* **TASK TO COMPLETE**: Find every line in the rows below that contains the string "patterned", treating uppercase and lowercase as different, and copy each of those lines.

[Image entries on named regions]

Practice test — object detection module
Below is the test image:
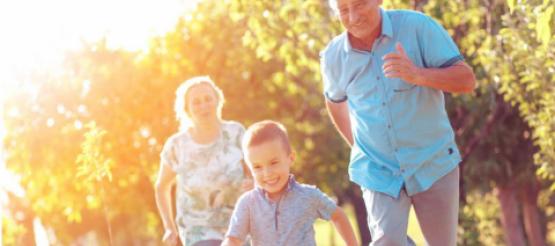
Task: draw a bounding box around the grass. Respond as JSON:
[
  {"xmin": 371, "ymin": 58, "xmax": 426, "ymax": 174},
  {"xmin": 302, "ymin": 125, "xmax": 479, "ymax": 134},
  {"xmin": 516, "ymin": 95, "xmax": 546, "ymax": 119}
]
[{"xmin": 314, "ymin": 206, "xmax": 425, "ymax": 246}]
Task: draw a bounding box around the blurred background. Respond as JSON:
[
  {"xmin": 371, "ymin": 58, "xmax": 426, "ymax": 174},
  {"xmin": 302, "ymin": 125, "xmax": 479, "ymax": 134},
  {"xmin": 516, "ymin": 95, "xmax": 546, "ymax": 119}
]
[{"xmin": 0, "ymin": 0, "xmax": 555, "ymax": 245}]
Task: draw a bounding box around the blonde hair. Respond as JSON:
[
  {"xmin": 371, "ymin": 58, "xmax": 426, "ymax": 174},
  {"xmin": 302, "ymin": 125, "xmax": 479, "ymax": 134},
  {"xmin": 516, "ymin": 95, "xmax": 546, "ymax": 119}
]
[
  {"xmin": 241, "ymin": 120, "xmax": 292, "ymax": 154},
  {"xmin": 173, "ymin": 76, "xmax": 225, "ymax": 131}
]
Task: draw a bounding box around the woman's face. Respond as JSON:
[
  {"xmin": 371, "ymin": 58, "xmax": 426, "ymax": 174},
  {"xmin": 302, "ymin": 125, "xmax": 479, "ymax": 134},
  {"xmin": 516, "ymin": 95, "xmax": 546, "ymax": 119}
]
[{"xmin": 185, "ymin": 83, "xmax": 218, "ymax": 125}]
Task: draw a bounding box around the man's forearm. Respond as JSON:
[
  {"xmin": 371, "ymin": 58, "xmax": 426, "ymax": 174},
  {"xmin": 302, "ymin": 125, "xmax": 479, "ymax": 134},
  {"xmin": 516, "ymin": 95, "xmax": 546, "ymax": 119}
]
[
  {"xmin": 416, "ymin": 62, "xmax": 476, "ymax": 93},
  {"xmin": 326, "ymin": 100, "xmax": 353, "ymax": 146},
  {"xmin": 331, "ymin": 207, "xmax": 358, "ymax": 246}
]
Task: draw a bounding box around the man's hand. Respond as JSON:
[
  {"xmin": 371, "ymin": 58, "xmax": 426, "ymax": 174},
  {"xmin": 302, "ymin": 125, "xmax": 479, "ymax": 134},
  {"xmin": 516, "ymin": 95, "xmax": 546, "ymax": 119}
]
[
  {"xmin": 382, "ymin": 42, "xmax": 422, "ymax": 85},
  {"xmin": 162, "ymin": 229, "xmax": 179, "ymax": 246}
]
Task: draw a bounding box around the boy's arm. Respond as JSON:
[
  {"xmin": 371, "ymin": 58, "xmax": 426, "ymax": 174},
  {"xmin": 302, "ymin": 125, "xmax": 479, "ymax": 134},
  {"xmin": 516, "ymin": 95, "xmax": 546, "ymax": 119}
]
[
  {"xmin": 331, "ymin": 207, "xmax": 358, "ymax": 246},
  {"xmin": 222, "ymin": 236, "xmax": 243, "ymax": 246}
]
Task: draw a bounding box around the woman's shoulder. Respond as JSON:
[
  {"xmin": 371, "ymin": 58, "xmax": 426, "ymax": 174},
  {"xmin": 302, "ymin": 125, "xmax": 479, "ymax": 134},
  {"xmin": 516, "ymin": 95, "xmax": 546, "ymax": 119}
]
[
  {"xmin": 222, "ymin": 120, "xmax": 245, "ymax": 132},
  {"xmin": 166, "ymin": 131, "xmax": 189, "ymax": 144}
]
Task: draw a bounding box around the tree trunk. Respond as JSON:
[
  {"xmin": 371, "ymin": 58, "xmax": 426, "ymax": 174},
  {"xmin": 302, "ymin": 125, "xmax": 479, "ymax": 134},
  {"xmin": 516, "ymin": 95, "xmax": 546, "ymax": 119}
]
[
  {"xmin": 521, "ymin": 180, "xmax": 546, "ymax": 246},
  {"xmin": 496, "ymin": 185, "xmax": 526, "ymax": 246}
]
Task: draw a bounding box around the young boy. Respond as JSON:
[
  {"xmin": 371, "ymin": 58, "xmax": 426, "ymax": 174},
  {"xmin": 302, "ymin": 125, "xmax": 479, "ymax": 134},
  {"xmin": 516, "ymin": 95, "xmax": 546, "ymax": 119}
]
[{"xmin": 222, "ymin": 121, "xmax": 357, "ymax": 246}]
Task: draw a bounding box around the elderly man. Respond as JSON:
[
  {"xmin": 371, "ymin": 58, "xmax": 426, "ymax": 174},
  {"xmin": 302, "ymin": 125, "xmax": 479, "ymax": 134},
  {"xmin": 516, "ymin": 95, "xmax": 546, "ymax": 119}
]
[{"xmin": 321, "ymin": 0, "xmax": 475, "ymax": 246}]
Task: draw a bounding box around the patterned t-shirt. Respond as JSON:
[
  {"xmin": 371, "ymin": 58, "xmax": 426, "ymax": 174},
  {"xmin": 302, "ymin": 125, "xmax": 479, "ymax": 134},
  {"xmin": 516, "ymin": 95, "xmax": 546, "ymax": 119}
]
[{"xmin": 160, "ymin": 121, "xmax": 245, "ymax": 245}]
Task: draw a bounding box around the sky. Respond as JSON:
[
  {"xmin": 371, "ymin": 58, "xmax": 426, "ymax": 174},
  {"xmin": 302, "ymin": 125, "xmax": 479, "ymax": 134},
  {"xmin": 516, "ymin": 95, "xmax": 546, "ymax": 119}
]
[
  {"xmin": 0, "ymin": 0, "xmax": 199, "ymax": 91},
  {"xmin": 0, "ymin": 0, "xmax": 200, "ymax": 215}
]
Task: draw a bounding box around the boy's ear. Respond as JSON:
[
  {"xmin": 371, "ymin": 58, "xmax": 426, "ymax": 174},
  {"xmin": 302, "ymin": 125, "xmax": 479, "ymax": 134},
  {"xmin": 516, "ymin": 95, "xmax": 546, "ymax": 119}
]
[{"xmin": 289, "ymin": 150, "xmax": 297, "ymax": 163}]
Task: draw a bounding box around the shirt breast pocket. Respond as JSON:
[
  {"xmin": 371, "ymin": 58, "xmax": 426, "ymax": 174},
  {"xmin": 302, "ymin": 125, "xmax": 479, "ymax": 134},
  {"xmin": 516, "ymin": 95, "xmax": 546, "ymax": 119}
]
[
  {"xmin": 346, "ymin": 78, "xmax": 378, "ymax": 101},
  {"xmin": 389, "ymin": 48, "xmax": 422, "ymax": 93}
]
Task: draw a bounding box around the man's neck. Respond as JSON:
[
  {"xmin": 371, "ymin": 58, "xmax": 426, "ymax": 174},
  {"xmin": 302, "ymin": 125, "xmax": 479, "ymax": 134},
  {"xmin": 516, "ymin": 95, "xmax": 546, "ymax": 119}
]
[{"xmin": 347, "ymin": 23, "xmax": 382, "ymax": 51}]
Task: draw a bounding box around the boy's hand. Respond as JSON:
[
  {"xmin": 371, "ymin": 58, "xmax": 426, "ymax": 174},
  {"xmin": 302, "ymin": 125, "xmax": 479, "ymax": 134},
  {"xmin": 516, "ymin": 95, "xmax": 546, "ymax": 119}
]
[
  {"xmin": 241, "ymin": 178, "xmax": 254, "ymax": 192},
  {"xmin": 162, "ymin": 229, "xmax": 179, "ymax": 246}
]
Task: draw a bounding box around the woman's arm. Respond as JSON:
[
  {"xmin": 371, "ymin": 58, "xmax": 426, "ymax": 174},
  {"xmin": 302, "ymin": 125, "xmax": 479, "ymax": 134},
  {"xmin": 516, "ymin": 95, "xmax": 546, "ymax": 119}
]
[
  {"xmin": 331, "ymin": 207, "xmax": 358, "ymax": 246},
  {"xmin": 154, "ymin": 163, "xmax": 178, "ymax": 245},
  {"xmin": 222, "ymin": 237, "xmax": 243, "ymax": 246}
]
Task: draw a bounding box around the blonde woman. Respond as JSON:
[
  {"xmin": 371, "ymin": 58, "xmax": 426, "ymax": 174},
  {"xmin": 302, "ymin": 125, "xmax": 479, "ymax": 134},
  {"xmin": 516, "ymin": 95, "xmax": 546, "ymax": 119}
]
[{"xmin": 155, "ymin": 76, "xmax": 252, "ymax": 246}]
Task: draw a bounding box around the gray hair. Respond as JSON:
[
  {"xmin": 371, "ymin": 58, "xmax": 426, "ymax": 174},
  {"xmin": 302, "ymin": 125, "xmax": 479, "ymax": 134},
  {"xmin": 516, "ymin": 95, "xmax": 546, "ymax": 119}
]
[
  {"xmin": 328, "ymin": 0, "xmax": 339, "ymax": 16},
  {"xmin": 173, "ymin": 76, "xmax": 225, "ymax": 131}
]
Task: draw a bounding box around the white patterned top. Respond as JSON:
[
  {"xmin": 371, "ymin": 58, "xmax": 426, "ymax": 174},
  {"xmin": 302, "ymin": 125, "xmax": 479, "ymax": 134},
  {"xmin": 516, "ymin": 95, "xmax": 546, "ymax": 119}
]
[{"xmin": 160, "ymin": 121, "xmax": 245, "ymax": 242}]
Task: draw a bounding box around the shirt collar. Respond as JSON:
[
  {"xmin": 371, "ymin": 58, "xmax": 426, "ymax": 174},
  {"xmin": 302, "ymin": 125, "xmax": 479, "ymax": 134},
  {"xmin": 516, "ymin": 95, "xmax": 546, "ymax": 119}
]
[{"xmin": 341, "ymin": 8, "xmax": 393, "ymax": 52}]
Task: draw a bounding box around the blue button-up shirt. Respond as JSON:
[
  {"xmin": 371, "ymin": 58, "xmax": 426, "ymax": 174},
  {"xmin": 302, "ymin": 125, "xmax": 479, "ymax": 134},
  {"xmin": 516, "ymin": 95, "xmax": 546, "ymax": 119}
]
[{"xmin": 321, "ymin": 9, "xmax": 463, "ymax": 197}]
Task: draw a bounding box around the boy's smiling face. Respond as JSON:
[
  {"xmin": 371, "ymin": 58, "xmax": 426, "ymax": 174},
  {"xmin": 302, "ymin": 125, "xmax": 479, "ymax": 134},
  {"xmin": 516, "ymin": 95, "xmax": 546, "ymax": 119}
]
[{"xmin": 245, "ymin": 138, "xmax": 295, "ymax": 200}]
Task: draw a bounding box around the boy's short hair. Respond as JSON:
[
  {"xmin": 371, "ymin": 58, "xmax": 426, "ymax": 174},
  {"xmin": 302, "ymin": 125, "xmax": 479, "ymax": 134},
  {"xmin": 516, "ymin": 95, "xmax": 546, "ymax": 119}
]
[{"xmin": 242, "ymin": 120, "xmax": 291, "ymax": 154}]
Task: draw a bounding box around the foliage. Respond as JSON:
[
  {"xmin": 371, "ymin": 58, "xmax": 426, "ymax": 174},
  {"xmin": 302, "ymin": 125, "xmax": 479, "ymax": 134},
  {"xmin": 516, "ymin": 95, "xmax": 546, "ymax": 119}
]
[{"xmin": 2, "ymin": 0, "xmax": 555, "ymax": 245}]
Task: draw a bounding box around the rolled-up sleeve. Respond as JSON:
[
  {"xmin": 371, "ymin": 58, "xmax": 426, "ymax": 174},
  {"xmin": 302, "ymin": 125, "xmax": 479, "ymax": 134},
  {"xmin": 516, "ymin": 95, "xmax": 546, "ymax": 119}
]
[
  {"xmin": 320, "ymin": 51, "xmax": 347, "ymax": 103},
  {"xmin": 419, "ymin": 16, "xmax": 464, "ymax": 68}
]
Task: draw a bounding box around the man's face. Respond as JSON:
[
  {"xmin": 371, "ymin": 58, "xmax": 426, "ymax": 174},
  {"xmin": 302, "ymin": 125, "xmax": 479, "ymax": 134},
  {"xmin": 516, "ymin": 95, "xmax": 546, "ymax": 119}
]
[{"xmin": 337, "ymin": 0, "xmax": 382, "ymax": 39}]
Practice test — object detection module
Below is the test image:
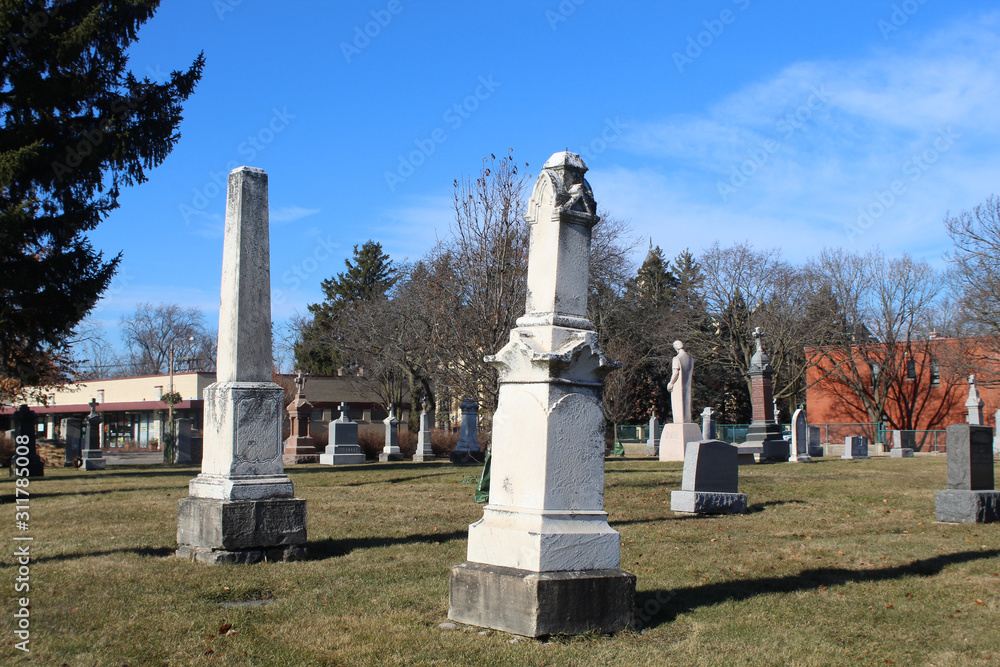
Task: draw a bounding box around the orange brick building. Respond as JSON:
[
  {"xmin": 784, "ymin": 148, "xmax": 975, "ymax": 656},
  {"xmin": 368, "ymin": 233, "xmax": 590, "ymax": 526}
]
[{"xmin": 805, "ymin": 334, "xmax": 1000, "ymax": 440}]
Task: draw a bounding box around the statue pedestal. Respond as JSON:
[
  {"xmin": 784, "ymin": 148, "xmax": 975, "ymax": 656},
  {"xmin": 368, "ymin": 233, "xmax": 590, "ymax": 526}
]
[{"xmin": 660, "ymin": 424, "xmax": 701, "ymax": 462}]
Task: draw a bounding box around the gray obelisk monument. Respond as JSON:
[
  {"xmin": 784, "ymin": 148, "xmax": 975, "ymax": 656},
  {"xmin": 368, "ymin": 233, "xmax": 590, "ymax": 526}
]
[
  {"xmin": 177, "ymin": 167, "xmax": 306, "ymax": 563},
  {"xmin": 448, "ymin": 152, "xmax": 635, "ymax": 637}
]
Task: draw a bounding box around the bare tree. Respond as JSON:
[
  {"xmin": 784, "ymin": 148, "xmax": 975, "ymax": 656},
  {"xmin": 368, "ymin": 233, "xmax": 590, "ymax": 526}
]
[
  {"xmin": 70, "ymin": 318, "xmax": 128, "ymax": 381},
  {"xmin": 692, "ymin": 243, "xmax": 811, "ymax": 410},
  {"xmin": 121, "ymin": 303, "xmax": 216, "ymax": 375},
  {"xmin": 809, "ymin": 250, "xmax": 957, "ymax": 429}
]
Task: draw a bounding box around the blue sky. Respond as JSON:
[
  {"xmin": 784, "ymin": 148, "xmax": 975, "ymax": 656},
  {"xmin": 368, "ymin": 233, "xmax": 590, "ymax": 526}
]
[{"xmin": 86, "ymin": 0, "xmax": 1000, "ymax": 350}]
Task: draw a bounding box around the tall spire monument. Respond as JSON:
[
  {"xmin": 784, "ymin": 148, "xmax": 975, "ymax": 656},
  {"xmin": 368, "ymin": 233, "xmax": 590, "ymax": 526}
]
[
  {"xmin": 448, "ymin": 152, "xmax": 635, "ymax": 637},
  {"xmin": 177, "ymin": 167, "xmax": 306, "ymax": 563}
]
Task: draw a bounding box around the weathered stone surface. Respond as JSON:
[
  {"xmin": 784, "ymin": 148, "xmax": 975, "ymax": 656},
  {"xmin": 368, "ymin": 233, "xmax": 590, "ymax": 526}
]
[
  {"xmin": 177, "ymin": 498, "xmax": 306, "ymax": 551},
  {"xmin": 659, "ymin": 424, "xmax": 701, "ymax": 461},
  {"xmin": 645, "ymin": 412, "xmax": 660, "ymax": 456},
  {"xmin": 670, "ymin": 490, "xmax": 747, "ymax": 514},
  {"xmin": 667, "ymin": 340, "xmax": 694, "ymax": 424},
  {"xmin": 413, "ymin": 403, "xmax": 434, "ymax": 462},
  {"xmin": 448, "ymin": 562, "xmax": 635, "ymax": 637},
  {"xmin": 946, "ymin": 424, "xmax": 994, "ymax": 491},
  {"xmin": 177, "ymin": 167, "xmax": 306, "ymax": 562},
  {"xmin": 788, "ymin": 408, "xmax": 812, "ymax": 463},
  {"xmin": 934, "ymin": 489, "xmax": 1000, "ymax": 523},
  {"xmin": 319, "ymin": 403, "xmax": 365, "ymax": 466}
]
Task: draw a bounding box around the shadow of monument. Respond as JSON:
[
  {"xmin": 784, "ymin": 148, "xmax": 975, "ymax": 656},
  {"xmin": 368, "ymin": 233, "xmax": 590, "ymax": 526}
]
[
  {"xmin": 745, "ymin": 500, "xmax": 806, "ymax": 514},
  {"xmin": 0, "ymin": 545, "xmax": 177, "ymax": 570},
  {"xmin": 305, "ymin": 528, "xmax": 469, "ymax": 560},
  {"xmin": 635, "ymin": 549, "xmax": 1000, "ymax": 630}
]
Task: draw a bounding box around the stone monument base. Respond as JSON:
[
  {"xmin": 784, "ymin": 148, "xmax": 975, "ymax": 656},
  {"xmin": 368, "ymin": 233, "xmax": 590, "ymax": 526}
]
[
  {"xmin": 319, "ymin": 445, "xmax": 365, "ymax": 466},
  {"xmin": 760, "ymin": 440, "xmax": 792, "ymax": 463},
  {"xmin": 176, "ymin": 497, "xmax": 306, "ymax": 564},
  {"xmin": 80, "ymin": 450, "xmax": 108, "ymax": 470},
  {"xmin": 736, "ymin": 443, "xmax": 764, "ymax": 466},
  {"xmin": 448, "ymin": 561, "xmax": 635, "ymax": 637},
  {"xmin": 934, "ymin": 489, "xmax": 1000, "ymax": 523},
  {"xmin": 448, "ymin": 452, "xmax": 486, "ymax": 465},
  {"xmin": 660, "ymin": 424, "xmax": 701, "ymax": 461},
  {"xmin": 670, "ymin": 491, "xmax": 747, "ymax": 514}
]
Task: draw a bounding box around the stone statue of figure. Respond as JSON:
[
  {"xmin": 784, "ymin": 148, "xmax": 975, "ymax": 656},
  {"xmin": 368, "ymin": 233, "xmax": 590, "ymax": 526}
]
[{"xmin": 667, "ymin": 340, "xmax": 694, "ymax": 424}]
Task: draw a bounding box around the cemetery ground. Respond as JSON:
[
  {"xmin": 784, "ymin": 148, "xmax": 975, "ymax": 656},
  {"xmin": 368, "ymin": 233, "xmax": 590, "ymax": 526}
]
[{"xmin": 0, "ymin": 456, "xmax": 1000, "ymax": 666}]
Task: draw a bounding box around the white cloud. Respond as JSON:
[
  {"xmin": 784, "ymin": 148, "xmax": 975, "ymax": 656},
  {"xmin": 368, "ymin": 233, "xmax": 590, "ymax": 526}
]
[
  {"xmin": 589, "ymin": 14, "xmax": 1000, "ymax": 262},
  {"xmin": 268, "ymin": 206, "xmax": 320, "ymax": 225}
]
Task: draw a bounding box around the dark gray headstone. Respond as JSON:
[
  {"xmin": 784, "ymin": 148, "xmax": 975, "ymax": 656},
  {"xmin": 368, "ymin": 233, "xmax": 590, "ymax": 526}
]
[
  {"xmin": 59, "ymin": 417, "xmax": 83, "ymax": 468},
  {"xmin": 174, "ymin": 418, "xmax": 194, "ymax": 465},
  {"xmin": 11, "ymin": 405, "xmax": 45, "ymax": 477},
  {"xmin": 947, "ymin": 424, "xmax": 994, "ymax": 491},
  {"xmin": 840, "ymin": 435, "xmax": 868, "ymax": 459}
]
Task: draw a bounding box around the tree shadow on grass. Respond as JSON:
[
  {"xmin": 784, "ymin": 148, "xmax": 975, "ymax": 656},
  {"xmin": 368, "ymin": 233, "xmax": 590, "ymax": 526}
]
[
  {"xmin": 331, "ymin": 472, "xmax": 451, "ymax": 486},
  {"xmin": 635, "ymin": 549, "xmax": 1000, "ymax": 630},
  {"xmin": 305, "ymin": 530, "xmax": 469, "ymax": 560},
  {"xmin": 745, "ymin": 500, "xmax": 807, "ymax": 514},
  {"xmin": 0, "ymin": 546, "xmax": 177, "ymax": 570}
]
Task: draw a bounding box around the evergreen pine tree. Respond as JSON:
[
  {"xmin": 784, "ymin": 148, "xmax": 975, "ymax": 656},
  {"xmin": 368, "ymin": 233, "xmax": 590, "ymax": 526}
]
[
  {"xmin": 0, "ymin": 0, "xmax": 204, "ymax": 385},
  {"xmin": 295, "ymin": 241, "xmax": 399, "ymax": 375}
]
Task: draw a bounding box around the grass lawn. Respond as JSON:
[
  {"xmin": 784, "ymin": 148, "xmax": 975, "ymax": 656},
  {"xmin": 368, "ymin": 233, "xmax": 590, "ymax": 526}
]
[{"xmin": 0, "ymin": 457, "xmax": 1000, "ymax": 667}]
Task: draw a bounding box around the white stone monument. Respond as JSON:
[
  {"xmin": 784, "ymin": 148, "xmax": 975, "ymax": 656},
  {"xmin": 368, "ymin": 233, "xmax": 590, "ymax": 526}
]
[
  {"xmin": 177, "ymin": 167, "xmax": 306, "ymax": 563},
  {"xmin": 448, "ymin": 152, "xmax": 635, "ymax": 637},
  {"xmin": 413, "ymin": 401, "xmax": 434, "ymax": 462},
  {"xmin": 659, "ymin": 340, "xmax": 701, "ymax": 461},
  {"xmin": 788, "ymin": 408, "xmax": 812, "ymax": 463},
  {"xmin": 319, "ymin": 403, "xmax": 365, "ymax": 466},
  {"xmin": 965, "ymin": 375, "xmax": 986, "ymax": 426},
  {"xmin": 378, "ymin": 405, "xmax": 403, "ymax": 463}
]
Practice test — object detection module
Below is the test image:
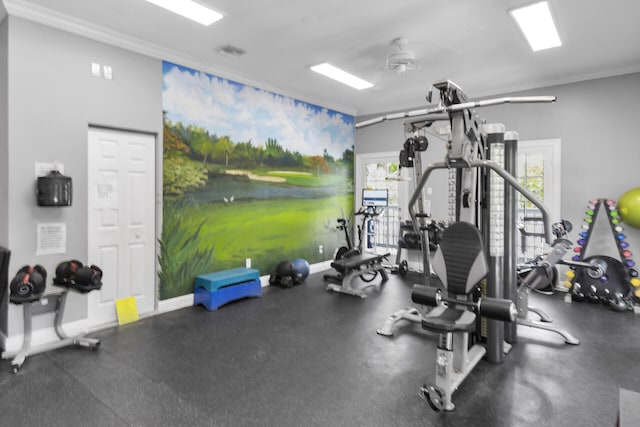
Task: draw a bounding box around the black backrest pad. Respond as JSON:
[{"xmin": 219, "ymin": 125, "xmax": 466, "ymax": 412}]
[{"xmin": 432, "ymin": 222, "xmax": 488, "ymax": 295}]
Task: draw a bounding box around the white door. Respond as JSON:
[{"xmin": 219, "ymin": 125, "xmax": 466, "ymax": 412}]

* **WRITTEN REPLY**:
Task: draw a bounding box around the patterned t-shirt. Respond as JSON:
Task: draw a bounding box around the white patterned top. Respond as JSON:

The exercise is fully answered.